Document section:
··········
Biosynthesis of proteoglycans and hyaluronic acid by rat oral epithelial cells (keratinocytes) in vitro.

Abstract Biosynthesis of complex carbohydrates, including sulfated glycoproteins, hyaluronic acid (HA), and proteoglycans (PGs), synthesized by rat oral epithelial cells (keratinocytes) in culture were studied by metabolic labeling protocols using [ 35 S]sulfate and [ 3 H]glucosamine in combination with differential enzymatic digestion and analytical gel filtration. The epithelial cells synthesized a major sulfated glycoprotein species with an apparent molecular size ∼50 kDa, which accounted for approximately 46% of the total 35 S incorporation. HA was a relatively minor component of 3 H-labeled macromolecules (∼4% of the total 3 H incorporation), and almost all of it was secreted into the medium. PGs accounted for approximately half of the 35 S incorporation, of which about 30% was secreted into the medium and the remainder associated with the cell layer. The majority of PGs (75% of the secreted and 97% of the cell-associated) contained heparan sulfate (HS) and had an apparent molecular weight of ∼150,000. Cell-associated HSPGs had a core protein of ∼70 kDa with HS chains of ∼64 kDa, while HSPG in the medium had a core protein of ∼50 kDa with HS chains of the same average size as those of the cell-associated HSPG. Of the total cell-associated HSPGs, glycosylphosphatidyl inositol-anchored forms, plasma membrane intercalated forms and those associated with basolateral pericellular matrix accounted for ∼3%, 56% and ∼4% of the total, respectively. Approximately one third of the cell-associated HSPGs were intracellular components most likely generated through intracellular degradation processes following endocytosis. Cell surface HSPGs synthesized by keratinocytes may be involved in some biological roles such as the regulation of normal epithelial turnover and defense mechanisms involving interactions with various oral pathogens.
··········
Entries supplied:

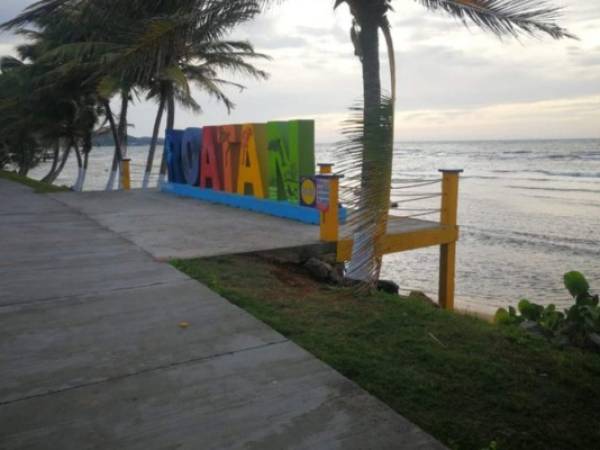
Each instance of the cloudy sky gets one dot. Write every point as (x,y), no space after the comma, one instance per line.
(454,83)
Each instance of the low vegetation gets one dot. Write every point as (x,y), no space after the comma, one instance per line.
(38,186)
(469,383)
(578,325)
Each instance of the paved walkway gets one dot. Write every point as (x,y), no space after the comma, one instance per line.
(170,227)
(92,357)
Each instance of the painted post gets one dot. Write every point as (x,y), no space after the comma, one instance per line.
(328,187)
(448,217)
(126,174)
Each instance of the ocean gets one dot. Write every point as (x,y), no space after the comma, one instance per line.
(529,212)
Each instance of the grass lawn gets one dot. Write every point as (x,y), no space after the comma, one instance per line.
(37,186)
(463,380)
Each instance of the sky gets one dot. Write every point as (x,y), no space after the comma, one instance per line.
(454,83)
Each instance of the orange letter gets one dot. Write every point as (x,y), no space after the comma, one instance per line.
(229,139)
(210,173)
(253,160)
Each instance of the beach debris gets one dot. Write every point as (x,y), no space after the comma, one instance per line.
(322,271)
(420,295)
(388,286)
(432,336)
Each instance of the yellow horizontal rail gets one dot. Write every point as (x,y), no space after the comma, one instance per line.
(401,242)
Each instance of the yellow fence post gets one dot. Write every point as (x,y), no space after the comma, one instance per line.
(330,187)
(448,217)
(126,174)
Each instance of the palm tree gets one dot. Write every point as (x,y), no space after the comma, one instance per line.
(151,45)
(373,151)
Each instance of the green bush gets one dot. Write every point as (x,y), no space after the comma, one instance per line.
(579,324)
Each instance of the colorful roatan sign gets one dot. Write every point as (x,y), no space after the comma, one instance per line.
(264,160)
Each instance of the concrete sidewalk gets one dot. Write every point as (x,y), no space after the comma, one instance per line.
(171,227)
(92,357)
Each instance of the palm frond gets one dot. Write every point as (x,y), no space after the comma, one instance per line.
(506,17)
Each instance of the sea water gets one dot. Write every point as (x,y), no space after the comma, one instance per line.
(529,212)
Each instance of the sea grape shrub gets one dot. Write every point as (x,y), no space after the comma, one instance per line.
(579,325)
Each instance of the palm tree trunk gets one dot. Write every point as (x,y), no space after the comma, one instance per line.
(376,161)
(63,162)
(87,149)
(117,156)
(123,126)
(369,41)
(157,122)
(77,185)
(55,160)
(170,125)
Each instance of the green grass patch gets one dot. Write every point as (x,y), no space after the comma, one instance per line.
(37,186)
(463,380)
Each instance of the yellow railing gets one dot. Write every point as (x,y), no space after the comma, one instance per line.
(406,233)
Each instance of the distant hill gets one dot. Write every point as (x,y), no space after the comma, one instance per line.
(106,140)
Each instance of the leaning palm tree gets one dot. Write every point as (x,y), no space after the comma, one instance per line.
(151,45)
(369,157)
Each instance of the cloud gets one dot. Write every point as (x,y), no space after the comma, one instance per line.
(454,82)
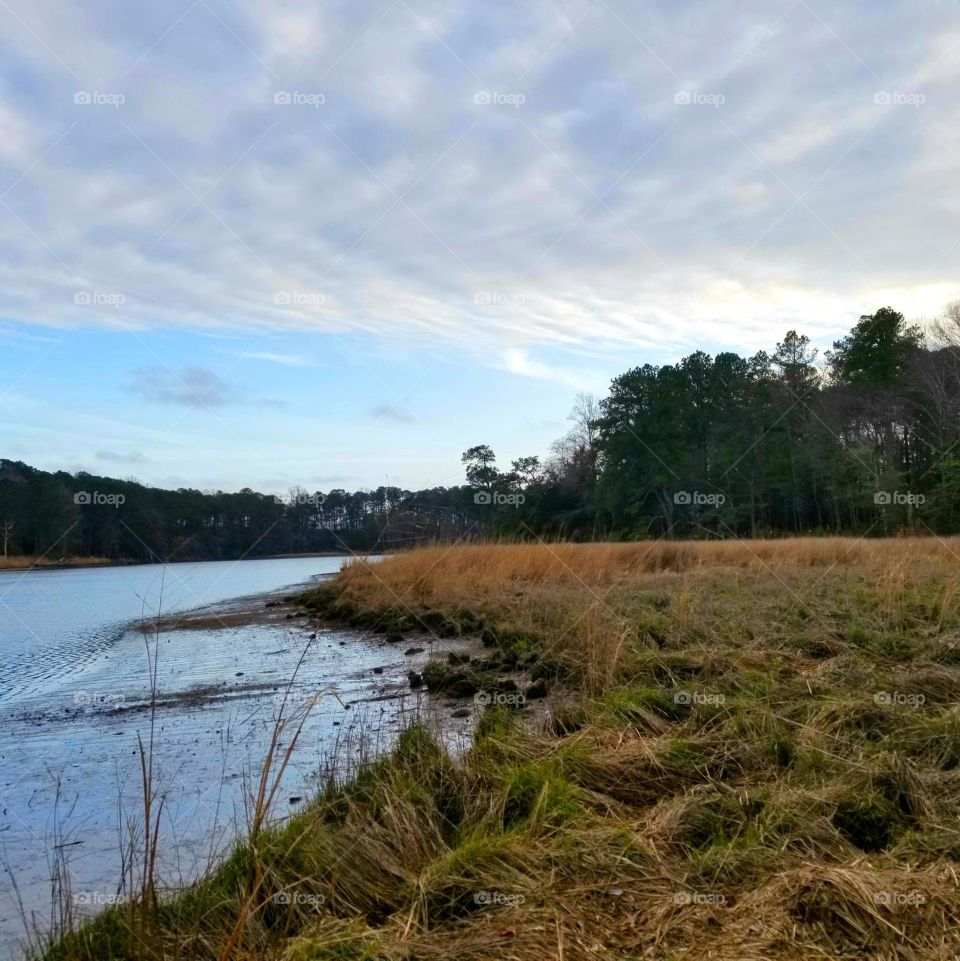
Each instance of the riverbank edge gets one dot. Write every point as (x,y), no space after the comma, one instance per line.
(420,745)
(70,563)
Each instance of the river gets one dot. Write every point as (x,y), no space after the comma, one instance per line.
(74,691)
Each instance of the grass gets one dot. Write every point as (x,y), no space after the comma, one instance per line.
(752,752)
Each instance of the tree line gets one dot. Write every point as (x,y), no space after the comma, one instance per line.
(863,441)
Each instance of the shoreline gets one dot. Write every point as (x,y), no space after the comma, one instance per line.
(33,564)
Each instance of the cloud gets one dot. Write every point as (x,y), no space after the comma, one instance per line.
(394,413)
(587,212)
(286,360)
(114,457)
(188,387)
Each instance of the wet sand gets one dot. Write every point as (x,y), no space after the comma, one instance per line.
(70,755)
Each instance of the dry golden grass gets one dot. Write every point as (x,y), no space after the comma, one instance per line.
(756,757)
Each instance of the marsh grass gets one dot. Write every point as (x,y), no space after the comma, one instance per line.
(761,761)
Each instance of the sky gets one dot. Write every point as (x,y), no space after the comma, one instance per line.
(335,244)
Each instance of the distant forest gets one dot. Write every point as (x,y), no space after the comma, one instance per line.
(863,441)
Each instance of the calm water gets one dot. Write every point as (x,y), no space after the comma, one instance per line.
(73,671)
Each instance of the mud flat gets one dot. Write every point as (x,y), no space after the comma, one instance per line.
(69,751)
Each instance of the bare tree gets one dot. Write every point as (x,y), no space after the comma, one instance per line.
(6,529)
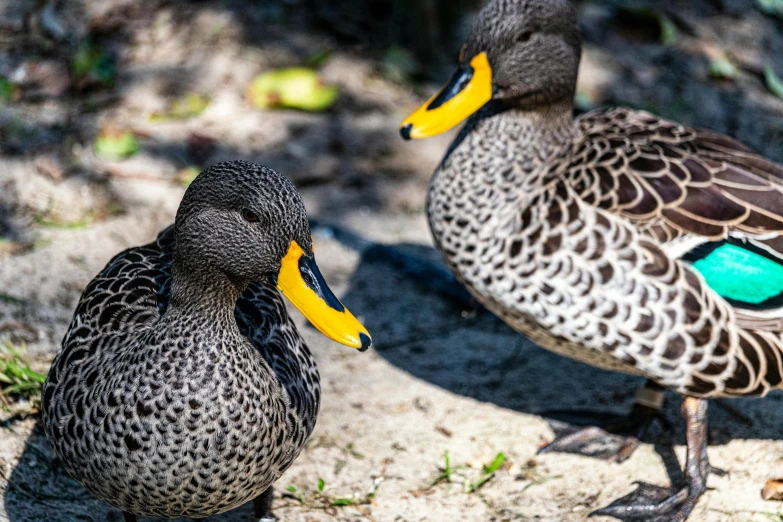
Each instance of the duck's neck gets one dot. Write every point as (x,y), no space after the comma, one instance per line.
(512,135)
(204,295)
(494,168)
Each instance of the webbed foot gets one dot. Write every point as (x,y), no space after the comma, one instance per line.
(650,503)
(605,436)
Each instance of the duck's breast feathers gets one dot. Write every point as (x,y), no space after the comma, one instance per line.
(673,179)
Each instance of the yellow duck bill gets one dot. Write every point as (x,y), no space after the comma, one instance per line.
(301,282)
(468,90)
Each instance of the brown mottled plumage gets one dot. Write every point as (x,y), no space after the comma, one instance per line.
(590,235)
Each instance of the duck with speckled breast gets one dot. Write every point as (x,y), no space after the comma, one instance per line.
(183,387)
(617,238)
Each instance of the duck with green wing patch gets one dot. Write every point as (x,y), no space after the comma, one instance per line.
(617,238)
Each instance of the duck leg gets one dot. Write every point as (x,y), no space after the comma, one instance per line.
(262,505)
(651,503)
(603,436)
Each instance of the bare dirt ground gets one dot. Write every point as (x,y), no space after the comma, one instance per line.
(440,379)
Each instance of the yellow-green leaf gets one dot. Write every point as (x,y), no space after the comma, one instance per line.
(295,88)
(116,144)
(189,105)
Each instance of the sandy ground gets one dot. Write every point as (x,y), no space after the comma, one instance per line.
(440,378)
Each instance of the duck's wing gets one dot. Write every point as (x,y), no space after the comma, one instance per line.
(705,197)
(132,291)
(674,180)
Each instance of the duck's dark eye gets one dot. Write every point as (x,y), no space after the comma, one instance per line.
(249,215)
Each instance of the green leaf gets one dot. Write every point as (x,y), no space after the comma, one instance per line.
(186,106)
(343,502)
(668,30)
(773,7)
(116,144)
(295,88)
(186,176)
(774,83)
(500,459)
(7,90)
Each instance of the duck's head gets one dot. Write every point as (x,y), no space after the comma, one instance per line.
(521,53)
(249,224)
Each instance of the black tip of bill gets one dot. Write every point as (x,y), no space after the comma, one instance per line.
(366,342)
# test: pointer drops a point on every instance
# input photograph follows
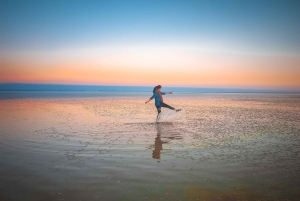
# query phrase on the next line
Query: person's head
(158, 87)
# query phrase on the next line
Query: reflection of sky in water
(227, 146)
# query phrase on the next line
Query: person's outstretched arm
(150, 99)
(147, 101)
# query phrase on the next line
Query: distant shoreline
(115, 88)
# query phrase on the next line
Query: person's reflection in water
(158, 144)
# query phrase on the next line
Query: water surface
(106, 146)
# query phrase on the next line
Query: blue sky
(250, 26)
(219, 43)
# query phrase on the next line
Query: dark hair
(157, 87)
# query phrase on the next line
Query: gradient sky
(176, 43)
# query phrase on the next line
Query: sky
(213, 43)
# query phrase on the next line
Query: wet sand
(225, 147)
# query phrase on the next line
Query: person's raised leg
(158, 112)
(168, 106)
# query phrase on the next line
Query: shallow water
(108, 147)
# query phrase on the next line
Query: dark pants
(163, 105)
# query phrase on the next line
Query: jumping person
(157, 94)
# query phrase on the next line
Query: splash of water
(170, 116)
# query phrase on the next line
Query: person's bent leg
(167, 106)
(158, 112)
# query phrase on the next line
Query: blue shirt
(157, 98)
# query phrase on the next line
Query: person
(157, 94)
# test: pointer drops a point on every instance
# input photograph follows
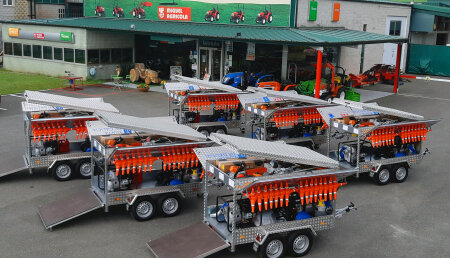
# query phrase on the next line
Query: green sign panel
(242, 12)
(312, 11)
(65, 36)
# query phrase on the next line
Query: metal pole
(397, 67)
(318, 74)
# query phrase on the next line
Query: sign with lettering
(38, 35)
(231, 12)
(13, 32)
(65, 37)
(336, 11)
(174, 13)
(312, 11)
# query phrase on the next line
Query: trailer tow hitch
(341, 212)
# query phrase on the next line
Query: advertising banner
(247, 12)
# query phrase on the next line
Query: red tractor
(265, 16)
(238, 16)
(139, 11)
(99, 10)
(117, 11)
(212, 15)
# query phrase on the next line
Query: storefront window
(80, 56)
(93, 56)
(26, 50)
(17, 49)
(8, 48)
(47, 52)
(127, 55)
(37, 51)
(116, 55)
(105, 56)
(57, 53)
(69, 55)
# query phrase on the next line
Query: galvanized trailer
(55, 135)
(205, 106)
(126, 148)
(384, 142)
(253, 209)
(272, 117)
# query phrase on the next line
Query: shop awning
··········
Action item: In the abstract on proteoglycan biosynthesis by rat oral keratinocytes, what is the core protein size of the cell-associated HSPGs?

Task response: About 70 kDa.